Nor are economies experiencing anything like the slowdowns felt in the 1930s. In the first three full years of the Great Depression, America’s economy shrank an astonishing 28 per cent. When America’s GDP fell by 6.2 per cent in the last quarter of 2008, it sparked fears a depression-era contraction was under way. Yet the thing to remember is changes in GDP are expressed at annual rates. The actual decline in the fourth quarter was a far more mild 1.6 per cent, and though the recession began in 2008, the economy actually eked out a 1.1 per cent gain from the year before. No one doubts this year will be rough. Even Kasriel expects the U.S. economy to shrink by three per cent overall. But that would still make this recession only marginally worse than the one that occurred in 1982, and not even close to the depths of the Dirty Thirties.

In Canada the economy is certain to shrink, but there is light at the end of the tunnel. That’s been the message all along from Bank of Canada Governor Mark Carney, who has emerged as the country’s leading optimist. He originally said to expect a recovery later this year, but has since been forced to push that date back to early 2010. Even so, a quick glance at Canada’s economic performance over the past quarter century provides some hope we’ll emerge from this recession with somewhat fewer scars. From 1981 to 1982 Canada’s GDP plunged 4.9 per cent, peak-to-trough, with another drop of 3.4 per cent between 1990 and 1992, according to Doug Porter, deputy chief economist at BMO Capital Markets. This time around, he is forecasting a decline of around 3.1 per cent, though he cautions that could still rise. Fortunately, the Canadian economy was in far better shape before the current recession struck. In the last two recessions, for instance, the country faced double-digit interest rates. In the recession of the early 1990s there was the added problem that Canada’s finances were in shambles. “The governments couldn’t support the economy because they were battening down the hatches and dealing with huge deficits,” says Porter.

In the end what really sets this downturn a part from the Great Depression, for individuals at least, are the safeguards that have been put in place. Roughly 9,100 banks went bust during the first few years of the Depression, wiping out the life savings of millions of households. Today bank deposits are insured and backed by government against losses of up to $250,000 in the U.S. and $100,000 in Canada. There is also a social safety net made up of welfare, unemployment insurance and health coverage that was completely absent in the 1930s. There won’t be a repeat of Grapes of Wrath-scale sorrow, with hundreds of thousands of migrant workers forced to watch their children starve. As John Hussman, a Maryland-based fund manager who saw the current crisis coming, wrote in a recent market commentary, “To say that this is ‘the worst economy since the Great Depression’ is like blowing up a crate of dynamite on the Nevada Proving Grounds and saying it is the worst explosion since the detonation of the atomic bomb there. Even if the statement is accurate, the comparison is absurd.”

━━━━━━

→ Exercise instructions:
A – In the recession article, write out the passage from "Nor are economies" up to and including "the Dirty Thirties.", swapping "Dirty Thirties" for "1930s".
B – According to the recession article, what position does Doug Porter hold at BMO Capital Markets?

→ Data excerpts:
━━━━━━

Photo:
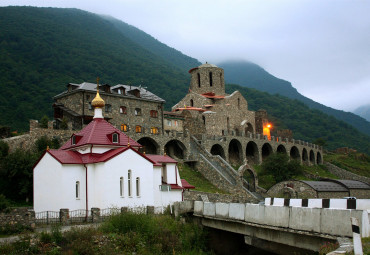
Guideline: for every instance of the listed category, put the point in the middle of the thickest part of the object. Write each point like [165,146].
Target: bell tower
[207,78]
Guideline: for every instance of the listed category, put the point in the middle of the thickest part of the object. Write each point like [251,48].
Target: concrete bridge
[280,229]
[235,149]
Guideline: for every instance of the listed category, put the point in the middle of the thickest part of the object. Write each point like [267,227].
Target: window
[115,138]
[108,108]
[121,186]
[77,190]
[153,114]
[123,110]
[124,128]
[137,112]
[154,130]
[138,187]
[129,183]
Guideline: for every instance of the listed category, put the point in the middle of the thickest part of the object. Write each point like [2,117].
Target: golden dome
[98,102]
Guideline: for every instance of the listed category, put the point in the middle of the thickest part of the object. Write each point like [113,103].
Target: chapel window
[124,127]
[77,190]
[123,110]
[154,114]
[129,183]
[115,138]
[138,187]
[137,112]
[121,186]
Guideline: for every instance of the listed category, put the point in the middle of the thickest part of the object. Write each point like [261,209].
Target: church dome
[98,102]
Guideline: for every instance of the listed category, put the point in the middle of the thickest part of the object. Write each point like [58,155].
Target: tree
[279,166]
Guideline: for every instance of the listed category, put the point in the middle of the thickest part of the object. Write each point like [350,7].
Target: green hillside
[253,76]
[307,124]
[43,49]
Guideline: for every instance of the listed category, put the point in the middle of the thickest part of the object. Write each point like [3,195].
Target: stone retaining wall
[344,174]
[18,216]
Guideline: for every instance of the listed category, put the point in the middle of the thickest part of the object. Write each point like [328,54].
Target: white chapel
[101,167]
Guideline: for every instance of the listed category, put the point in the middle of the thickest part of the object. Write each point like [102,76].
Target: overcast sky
[321,47]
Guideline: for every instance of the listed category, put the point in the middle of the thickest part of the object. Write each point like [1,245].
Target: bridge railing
[334,222]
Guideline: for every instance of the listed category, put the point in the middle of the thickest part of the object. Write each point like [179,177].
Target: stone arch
[281,149]
[175,149]
[235,152]
[249,128]
[294,153]
[150,146]
[304,156]
[218,150]
[312,157]
[251,152]
[318,158]
[266,150]
[248,174]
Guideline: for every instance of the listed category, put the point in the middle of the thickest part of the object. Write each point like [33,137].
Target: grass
[358,163]
[196,179]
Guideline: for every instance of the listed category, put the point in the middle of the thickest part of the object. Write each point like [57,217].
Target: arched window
[129,183]
[123,110]
[121,186]
[154,130]
[77,190]
[124,127]
[115,138]
[138,187]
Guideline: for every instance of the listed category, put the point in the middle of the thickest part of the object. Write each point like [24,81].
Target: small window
[124,128]
[137,112]
[77,190]
[154,130]
[138,187]
[154,114]
[129,183]
[108,108]
[123,110]
[115,138]
[121,186]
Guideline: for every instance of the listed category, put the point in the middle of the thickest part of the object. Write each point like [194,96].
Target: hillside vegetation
[251,75]
[43,49]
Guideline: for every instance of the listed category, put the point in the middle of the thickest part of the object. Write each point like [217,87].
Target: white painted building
[101,167]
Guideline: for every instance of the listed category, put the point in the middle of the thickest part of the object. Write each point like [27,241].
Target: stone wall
[344,174]
[18,216]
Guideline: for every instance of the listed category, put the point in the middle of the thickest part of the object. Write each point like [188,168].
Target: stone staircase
[218,171]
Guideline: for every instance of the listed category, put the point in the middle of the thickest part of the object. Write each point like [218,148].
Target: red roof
[74,157]
[99,132]
[158,159]
[186,185]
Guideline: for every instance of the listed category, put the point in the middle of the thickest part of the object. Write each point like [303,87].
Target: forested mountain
[253,76]
[363,111]
[43,49]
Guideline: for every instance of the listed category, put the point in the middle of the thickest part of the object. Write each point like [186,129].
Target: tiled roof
[97,132]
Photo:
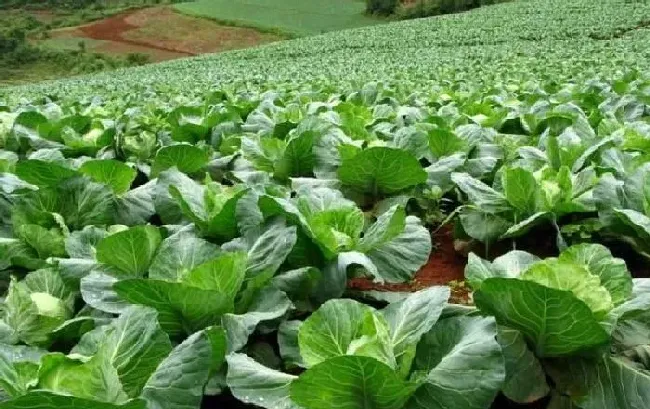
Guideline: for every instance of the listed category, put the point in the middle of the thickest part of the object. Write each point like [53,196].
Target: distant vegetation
[298,18]
[424,8]
[22,60]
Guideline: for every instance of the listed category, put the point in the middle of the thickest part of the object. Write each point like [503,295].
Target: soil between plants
[445,267]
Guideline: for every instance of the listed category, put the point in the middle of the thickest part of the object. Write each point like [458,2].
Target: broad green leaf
[18,368]
[382,170]
[46,242]
[181,308]
[288,343]
[298,158]
[463,364]
[480,194]
[271,248]
[97,291]
[186,158]
[269,305]
[554,322]
[510,265]
[134,345]
[179,254]
[256,384]
[48,400]
[332,329]
[520,189]
[110,172]
[525,378]
[130,251]
[388,226]
[336,230]
[78,201]
[482,226]
[42,173]
[95,379]
[335,274]
[610,382]
[34,314]
[525,226]
[612,271]
[585,286]
[224,274]
[137,205]
[398,259]
[414,316]
[168,207]
[179,380]
[443,142]
[82,243]
[352,382]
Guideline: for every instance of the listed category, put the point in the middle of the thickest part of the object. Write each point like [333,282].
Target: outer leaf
[464,363]
[134,347]
[575,278]
[256,384]
[329,332]
[270,304]
[520,189]
[413,316]
[48,400]
[224,274]
[612,271]
[97,291]
[400,258]
[178,254]
[382,170]
[179,380]
[480,194]
[180,307]
[110,172]
[553,321]
[271,248]
[186,158]
[525,378]
[611,382]
[42,173]
[352,382]
[388,226]
[131,251]
[18,368]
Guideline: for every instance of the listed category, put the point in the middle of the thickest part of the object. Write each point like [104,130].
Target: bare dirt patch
[163,34]
[189,34]
[445,267]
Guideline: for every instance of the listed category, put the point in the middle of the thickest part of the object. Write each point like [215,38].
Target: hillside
[450,212]
[298,18]
[527,39]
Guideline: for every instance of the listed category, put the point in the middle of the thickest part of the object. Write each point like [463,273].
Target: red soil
[112,28]
[164,34]
[445,266]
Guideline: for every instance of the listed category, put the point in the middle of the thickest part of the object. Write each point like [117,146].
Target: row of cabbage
[187,229]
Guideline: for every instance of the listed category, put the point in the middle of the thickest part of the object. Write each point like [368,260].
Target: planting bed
[160,33]
[441,213]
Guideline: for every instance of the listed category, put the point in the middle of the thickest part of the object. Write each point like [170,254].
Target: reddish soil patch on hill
[445,267]
[163,34]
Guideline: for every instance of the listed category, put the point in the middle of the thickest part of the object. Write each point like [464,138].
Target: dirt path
[113,28]
[445,267]
[163,34]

━━━━━━

→ Full answers:
A –
Nor are economies experiencing anything like the slowdowns felt in the 1930s. In the first three full years of the Great Depression, America’s economy shrank an astonishing 28 per cent. When America’s GDP fell by 6.2 per cent in the last quarter of 2008, it sparked fears a depression-era contraction was under way. Yet the thing to remember is changes in GDP are expressed at annual rates. The actual decline in the fourth quarter was a far more mild 1.6 per cent, and though the recession began in 2008, the economy actually eked out a 1.1 per cent gain from the year before. No one doubts this year will be rough. Even Kasriel expects the U.S. economy to shrink by three per cent overall. But that would still make this recession only marginally worse than the one that occurred in 1982, and not even close to the depths of the 1930s.

B – He is deputy chief economist at BMO Capital Markets.